++++ Recorded information ++++

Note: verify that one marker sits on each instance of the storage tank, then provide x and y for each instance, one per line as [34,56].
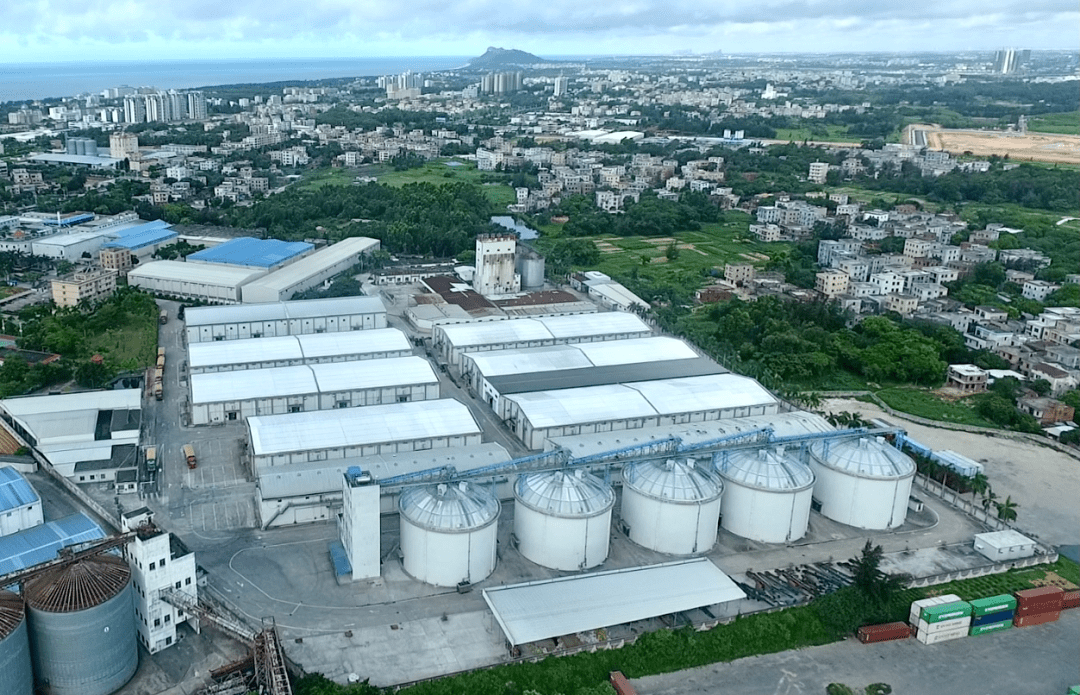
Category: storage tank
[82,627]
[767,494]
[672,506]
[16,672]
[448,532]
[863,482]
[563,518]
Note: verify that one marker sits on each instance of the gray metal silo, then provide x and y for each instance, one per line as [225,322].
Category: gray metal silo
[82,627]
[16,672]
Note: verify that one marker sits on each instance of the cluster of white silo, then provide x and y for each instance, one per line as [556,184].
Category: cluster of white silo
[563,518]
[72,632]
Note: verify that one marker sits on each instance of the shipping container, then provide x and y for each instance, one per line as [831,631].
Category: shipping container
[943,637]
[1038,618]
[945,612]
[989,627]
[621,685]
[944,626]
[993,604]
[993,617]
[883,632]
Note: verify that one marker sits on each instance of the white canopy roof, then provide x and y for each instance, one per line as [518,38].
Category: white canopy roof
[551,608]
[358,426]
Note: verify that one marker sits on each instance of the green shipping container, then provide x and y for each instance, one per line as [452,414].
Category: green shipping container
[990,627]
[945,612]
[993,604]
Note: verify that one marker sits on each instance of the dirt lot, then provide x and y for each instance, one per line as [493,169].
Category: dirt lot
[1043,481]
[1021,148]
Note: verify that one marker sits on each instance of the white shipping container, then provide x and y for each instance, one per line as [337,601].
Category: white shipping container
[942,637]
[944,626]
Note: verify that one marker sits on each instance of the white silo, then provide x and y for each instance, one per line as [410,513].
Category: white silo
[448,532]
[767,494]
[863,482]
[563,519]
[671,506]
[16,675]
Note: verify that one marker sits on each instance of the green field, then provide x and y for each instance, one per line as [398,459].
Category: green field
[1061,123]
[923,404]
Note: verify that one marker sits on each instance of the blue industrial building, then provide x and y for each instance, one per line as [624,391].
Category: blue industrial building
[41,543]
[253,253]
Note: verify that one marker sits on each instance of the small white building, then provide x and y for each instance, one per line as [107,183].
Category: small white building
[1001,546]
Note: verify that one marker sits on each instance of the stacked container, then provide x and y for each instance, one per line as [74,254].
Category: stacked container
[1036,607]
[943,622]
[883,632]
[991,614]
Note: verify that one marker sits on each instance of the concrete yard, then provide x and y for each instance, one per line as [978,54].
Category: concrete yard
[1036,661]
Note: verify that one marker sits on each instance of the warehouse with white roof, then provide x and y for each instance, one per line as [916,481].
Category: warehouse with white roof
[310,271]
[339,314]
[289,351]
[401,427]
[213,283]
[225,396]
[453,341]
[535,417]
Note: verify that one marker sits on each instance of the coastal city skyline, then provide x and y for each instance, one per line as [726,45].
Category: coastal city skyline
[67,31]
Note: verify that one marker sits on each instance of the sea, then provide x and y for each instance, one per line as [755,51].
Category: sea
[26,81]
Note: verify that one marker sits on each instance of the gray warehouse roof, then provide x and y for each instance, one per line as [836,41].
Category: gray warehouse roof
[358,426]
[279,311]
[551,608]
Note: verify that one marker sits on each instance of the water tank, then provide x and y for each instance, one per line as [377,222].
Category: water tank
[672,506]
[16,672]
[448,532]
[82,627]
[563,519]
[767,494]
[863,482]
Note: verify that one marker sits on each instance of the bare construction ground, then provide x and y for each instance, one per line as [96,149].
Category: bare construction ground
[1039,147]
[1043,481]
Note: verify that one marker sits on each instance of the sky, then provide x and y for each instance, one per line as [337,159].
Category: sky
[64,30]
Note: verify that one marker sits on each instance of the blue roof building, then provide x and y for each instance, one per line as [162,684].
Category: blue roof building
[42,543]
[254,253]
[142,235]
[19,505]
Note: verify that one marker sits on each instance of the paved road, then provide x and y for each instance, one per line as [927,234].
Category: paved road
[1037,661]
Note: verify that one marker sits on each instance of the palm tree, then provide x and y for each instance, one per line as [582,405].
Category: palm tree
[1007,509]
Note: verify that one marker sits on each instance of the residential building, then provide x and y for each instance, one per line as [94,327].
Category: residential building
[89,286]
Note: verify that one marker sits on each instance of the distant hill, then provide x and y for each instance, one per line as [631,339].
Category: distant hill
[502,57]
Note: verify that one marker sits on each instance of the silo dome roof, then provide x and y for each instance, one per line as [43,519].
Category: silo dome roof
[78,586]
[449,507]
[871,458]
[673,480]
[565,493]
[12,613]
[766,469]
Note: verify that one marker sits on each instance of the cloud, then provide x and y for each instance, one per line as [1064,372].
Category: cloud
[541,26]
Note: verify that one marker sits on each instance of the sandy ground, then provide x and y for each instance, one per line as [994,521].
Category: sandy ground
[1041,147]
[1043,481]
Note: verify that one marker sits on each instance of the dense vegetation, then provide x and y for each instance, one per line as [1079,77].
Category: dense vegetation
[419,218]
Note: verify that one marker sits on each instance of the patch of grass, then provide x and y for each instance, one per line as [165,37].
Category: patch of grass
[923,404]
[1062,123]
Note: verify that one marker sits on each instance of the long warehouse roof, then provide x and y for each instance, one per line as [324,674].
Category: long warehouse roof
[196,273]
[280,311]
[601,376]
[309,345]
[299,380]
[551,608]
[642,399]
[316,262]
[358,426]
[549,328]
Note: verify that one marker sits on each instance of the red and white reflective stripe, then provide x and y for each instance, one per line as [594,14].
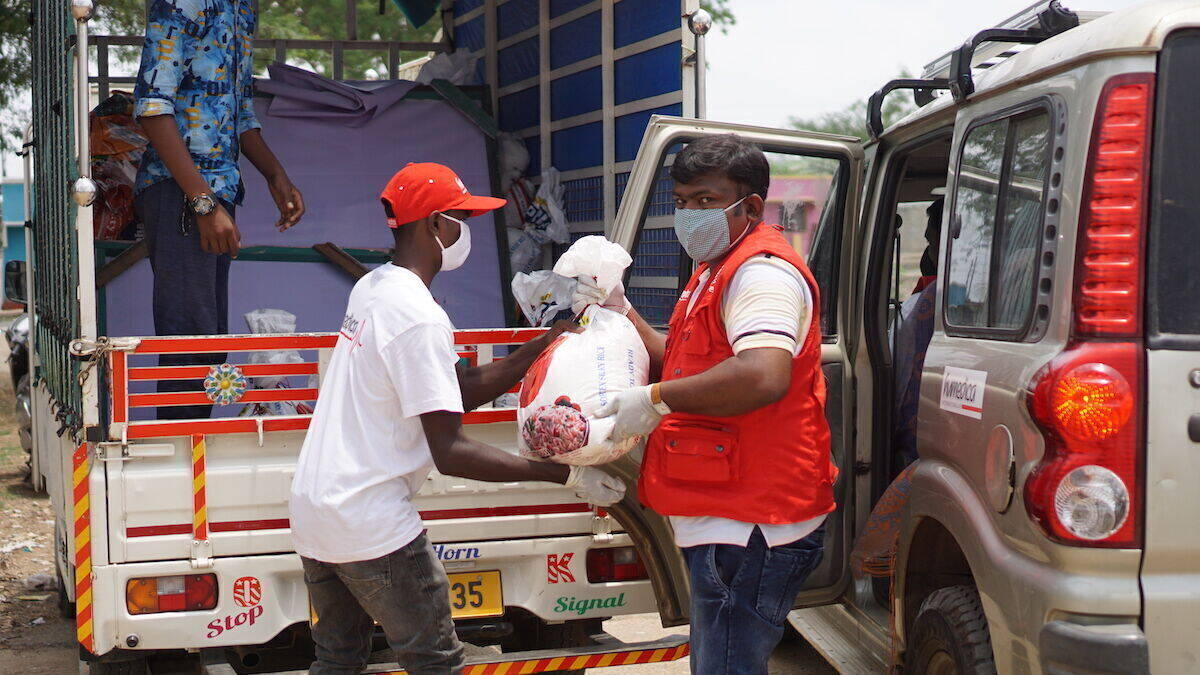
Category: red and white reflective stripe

++++

Exercise details =>
Exact copy, no pictures: reproduce every record as it stands.

Completed exercise =>
Note: verify that one marker sits on each instance of the storage tank, then provide x and y for each instance, one per line as [34,56].
Category: storage tank
[82,627]
[767,494]
[672,506]
[16,672]
[448,532]
[863,482]
[563,518]
Note: verify that one marker sits on each instance of the gray metal silo, then provide x and y for each instance, one per line as [225,322].
Category: gray metal silo
[82,627]
[16,672]
Note: verify that one marker sits on each instance of the cluster of white silo, then provide x and y for each instance, one per line as [556,184].
Category: cluster of white silo
[563,518]
[72,632]
Note: verify that one marker sits on each instance of the shipping container, then provide x and y for each instance, one per line as [831,631].
Category: shipping container
[943,637]
[1038,618]
[945,612]
[989,627]
[621,685]
[944,626]
[993,604]
[993,617]
[883,632]
Note: verify that one marker sits on each instance of the white canopy roof, then provide x and y for each instance, one per line as [518,38].
Category: white canopy roof
[551,608]
[358,426]
Note: verify that one marker sits on each instance of the green shipping container, then provide x and y for each instance, one per line as [452,414].
Category: green shipping container
[990,627]
[945,612]
[993,604]
Note: verify that one marker sits on each instance of the dirt lot, then provide x and y for each instance, one per line as [493,169].
Category: dirt lot
[1043,481]
[1021,148]
Note: verify that one marker sits on each instance of the white shipping container, then provide x and y for each instance, one per line as [337,601].
Category: white shipping container
[942,637]
[944,626]
Note: verify that one marker sits on each instance of the white silo, then provide x and y for each instance, one per line as [410,513].
Category: white silo
[448,532]
[767,494]
[863,482]
[563,519]
[671,506]
[16,675]
Note: verify that one marker sits on each instance of the green field, then provide x and y for each instance, one per line as [398,459].
Category: green field
[1061,123]
[923,404]
Note: verify that one marker sits on each instance of the blue industrial building, then provide x and y for each instance, one per line as [624,391].
Category: blue industrial building
[41,543]
[253,253]
Note: verify that one marker sits on each instance of the small white building, then provide x and y for each instance, one per line as [107,183].
Category: small white building
[1001,546]
Note: verify that one marker sits on each instance of the stacked container, then provide x and y for each instance, one per line as [74,254].
Category: stacked container
[1036,607]
[943,622]
[883,632]
[991,614]
Note: verify that one marker sits on each instance of the concrete yard, then provide x and y for each instance, one per line as [978,54].
Category: concrete yard
[1036,661]
Note: verify that one marker sits on each instance of the warehouse with white roof, then provide x and y for each instance, one per line as [916,481].
Category: warehouse with white roof
[310,271]
[339,314]
[289,351]
[401,427]
[213,283]
[225,396]
[453,341]
[535,417]
Note: verify that one marker sits on each instance of the coastal city skyline, then provide x and y for each instance, one per line as [726,45].
Category: coastal city skyline
[67,31]
Note: verify that one marker sits on each instance of the sea, then provide x and y for each instance, one per line as [755,51].
Category: sea
[26,81]
Note: verify that one marker sits on each instance of the gray warehouse roof, then provide x and y for each instance, one per line as [836,41].
Category: gray warehouse roof
[358,426]
[279,311]
[551,608]
Note: verify that one marker sits on each instance of the water tank, then provide x and y for each instance, one per line as [377,222].
Category: water tank
[672,506]
[16,672]
[448,532]
[82,627]
[563,519]
[767,494]
[863,482]
Note: verify that one marker sits on each instance of the bare construction ground, then provide x and y for each instance, one per line as [96,149].
Category: bare construction ground
[1039,147]
[1043,481]
Note: verify that one marker sits on each instance of the sky, then provide x and y for each instance, one per line as [337,159].
Category: sky
[64,30]
Note: verify that one marker sits on each instance of the blue roof building, then provide x and y for each instance, one per line as [162,684].
Category: blue roof building
[42,543]
[254,253]
[142,235]
[19,505]
Note: verify that one marker sits on each instance of the paved road, then provide x and y for each instance, one per line as [927,234].
Category: paved road
[1037,661]
Note: verify that one marker sits on each instance of the palm tree, then provide x and y for each instance, one per line as [582,405].
Category: palm tree
[1007,509]
Note: verify that one marker sits on each instance of the residential building, then provide x and y for each instance, one per line as [94,327].
Category: residential building
[89,286]
Note: verify that one marker sits on each instance of the distant hill, then provide x and y for each instance, one per line as [631,339].
Category: distant hill
[502,57]
Note: verify that one marker sits on each instance of the silo dome roof, then provide x and y for each instance, one per line as [43,519].
Category: silo dome roof
[78,586]
[449,507]
[871,458]
[673,480]
[565,493]
[12,613]
[766,469]
Note: verify that one marker sits on each instance of the cloud, then provide x and y for each instance, one per line as [1064,372].
Category: cloud
[541,26]
Note: verify that one marker sits on each instance of the sandy ground, then provide x and y for each instance, one per line as [994,521].
Category: sandy ground
[1041,147]
[1043,481]
Note: verify that one marker sits on each instance of the dense vegetation, then provide x and y for each instance, one per line as [1079,77].
Category: dense vegetation
[419,218]
Note: verify that one marker sits on each instance of the patch of grass, then provide x and y for each instance, one per line as [165,37].
Category: patch of grass
[923,404]
[1062,123]
Note: verify that one marker sits on each instance of the long warehouse roof, then provide x and y for each instance, one per line as [324,674].
Category: long warehouse roof
[196,273]
[280,311]
[601,376]
[309,345]
[299,380]
[551,608]
[642,399]
[316,262]
[358,426]
[549,328]
Note: verify that one marker sits on each instance of the red and white reflective stripe, then provide x and y for each instance, one per line as [594,14].
Category: red and white reflective stripe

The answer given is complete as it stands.